*What you will do:*
Each record, exactly as written, should be printed again.

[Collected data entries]
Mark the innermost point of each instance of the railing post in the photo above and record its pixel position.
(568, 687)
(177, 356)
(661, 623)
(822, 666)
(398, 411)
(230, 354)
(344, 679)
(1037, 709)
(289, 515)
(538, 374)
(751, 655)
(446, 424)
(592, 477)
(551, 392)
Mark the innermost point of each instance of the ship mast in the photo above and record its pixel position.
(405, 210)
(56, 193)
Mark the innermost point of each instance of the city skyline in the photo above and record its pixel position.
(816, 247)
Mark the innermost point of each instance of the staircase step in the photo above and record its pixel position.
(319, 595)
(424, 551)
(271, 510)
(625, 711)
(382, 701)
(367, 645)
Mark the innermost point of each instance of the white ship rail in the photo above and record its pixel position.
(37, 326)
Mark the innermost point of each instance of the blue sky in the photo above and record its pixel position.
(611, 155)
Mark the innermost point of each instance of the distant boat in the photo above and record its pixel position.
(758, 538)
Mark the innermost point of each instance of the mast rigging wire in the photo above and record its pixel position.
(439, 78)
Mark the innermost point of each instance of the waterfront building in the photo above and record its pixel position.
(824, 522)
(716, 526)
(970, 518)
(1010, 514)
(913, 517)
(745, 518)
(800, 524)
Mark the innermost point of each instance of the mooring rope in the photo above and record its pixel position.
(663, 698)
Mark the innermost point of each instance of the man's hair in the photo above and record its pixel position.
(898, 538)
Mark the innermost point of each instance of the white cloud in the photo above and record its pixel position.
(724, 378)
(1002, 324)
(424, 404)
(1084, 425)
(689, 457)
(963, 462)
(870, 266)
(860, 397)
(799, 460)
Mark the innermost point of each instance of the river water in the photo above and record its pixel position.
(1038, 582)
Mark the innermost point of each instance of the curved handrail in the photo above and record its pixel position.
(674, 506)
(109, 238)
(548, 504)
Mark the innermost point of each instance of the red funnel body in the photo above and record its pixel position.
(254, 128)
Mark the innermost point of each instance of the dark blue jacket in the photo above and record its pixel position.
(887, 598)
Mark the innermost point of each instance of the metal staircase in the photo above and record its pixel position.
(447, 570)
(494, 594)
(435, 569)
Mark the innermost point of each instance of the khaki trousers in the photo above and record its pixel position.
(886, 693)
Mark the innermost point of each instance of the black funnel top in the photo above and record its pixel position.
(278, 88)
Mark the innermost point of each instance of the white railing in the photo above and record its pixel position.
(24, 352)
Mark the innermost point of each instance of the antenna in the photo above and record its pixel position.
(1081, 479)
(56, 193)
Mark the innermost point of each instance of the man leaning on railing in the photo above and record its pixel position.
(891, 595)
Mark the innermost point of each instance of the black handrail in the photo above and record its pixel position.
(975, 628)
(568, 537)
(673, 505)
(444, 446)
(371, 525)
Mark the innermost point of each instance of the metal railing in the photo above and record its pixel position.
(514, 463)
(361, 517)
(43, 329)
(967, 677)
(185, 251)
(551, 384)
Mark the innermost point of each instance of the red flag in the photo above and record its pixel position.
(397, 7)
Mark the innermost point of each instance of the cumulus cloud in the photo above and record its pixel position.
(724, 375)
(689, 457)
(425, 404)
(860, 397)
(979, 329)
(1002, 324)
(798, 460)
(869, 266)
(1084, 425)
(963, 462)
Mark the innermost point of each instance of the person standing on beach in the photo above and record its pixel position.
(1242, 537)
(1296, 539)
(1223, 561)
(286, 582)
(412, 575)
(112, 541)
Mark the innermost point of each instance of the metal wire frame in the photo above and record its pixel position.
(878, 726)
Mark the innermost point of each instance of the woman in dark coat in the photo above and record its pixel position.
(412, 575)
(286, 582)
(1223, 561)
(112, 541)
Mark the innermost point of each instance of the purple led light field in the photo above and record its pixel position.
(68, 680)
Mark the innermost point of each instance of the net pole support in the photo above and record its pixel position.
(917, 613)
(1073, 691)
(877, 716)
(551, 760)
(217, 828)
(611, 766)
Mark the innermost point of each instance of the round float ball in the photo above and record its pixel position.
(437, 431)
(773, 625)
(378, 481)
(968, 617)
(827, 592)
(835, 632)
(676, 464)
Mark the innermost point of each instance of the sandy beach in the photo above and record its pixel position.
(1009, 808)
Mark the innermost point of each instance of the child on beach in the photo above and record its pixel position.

*Response box:*
Mark the innermost point of each instance of the railing post in the photo above and record its pixel position.
(568, 687)
(177, 356)
(661, 623)
(822, 666)
(398, 411)
(230, 354)
(344, 679)
(1037, 709)
(289, 515)
(538, 374)
(751, 655)
(446, 424)
(592, 477)
(551, 392)
Mark the innermost point of each instance of the ship mast in the photo above and record its pixel position.
(405, 210)
(56, 193)
Mark the innermost point of each instance of the city skyline in the photo above and record its pixel position.
(816, 247)
Mark the innermost point of each instance of the staircase step in the photo above and record its pixel position.
(319, 595)
(424, 551)
(271, 510)
(625, 711)
(382, 701)
(367, 645)
Mark the innermost point of each instance of the white ship rail in the photo above and record its pixel position.
(37, 326)
Mark the innermost point of each instance of the blue sky in the photo above and record its pixel position.
(611, 155)
Mark the innermost point of each instance of the distant boat in the photo above and record its pixel position.
(758, 538)
Mark the innermost point of each instance of the mast rigging wire in the photo above and record its pixel position.
(439, 78)
Mark the innermost point of each instance of the waterfront building in the photo above and record its pixel position.
(824, 522)
(716, 526)
(970, 518)
(1010, 514)
(913, 517)
(745, 518)
(800, 524)
Mark the innermost point of each instance of the mooring rope in the photo above and record its pixel position.
(663, 698)
Mark the innermost point of each instance of the man's hair in the photo above and record its pixel position.
(898, 538)
Mark the innermost point of each instance of the white cloud in the photo above and record its pixel position.
(724, 378)
(1002, 324)
(424, 404)
(1084, 425)
(689, 457)
(963, 462)
(870, 266)
(860, 397)
(799, 460)
Mark the innermost point of each instance of the river water in the photo above and record its pixel position.
(1038, 582)
Mark the innermost point of each instance of the curved handrail in the photo above and record its pixel position.
(674, 506)
(109, 238)
(548, 504)
Mark the innermost point of each instance of the red funnel body in the photo above and record its pixel position.
(254, 128)
Mark the innermost point of each instance of the dark blue jacket in the photo above and record its pixel position.
(887, 598)
Mark the innermost point of each instance of the metal staircase in the photo above and record its pixel position.
(447, 570)
(494, 594)
(435, 569)
Mark the innermost point of each instance of the khaki trousers in the photo above and record its pixel position.
(886, 693)
Mark the innermost point of each instance of the black funnel top in the photo above and record its pixel position.
(278, 88)
Mark the innermost point of each instance of the white railing in the photo above and record its pixel position.
(24, 352)
Mark the innermost point of each instance of the antenna in the photo above and record its pixel position.
(1081, 479)
(56, 193)
Mark the innermost point of each instance of the man leaning on railing in the photo above and record its pixel position.
(891, 595)
Mark the innermost point of each instance of the black handrail in the photo above and record its pixel position.
(975, 628)
(568, 537)
(673, 505)
(444, 446)
(371, 525)
Mark the innermost point of each instance of the metal railing in the photo above and record its pixel position.
(514, 463)
(361, 517)
(43, 329)
(967, 677)
(185, 251)
(551, 384)
Mark the innermost point of each instance of the red flag in the photo above and record its pixel position.
(397, 7)
Mark the innermost point of each instance of the cumulus cloud in the photo above and record its pixel position.
(724, 375)
(689, 457)
(425, 404)
(860, 397)
(979, 329)
(1002, 324)
(798, 460)
(869, 266)
(1084, 425)
(963, 462)
Mark the innermost point of each instance of the person standing on beach in the photo above and record its pixel position.
(1242, 537)
(1296, 539)
(1223, 561)
(286, 582)
(412, 575)
(112, 541)
Mark the innermost point of each instance of the metal wire frame in the photo above and record its pixel position.
(878, 726)
Mark the innermost point of each instance of the woman in dark coat in the photo above and record its pixel position.
(412, 575)
(286, 582)
(1223, 561)
(112, 541)
Mark the innermost point of each instance of the purple led light field in the photo above and record its pixel position.
(68, 680)
Mark the innermost point of each instance of the net pole support in the photo above and record its pixel position.
(917, 613)
(1073, 691)
(877, 716)
(551, 760)
(217, 828)
(611, 766)
Mark the innermost point of each instance of the round float ball in the photo above and record its pixel position.
(437, 431)
(773, 625)
(378, 481)
(968, 617)
(827, 592)
(835, 632)
(676, 464)
Mark the innermost point of each instance of the sandy beach in the photo above and record its pixel position.
(1009, 808)
Mark the innermost point of each instance of the child on beach in the photo above and record its pixel position.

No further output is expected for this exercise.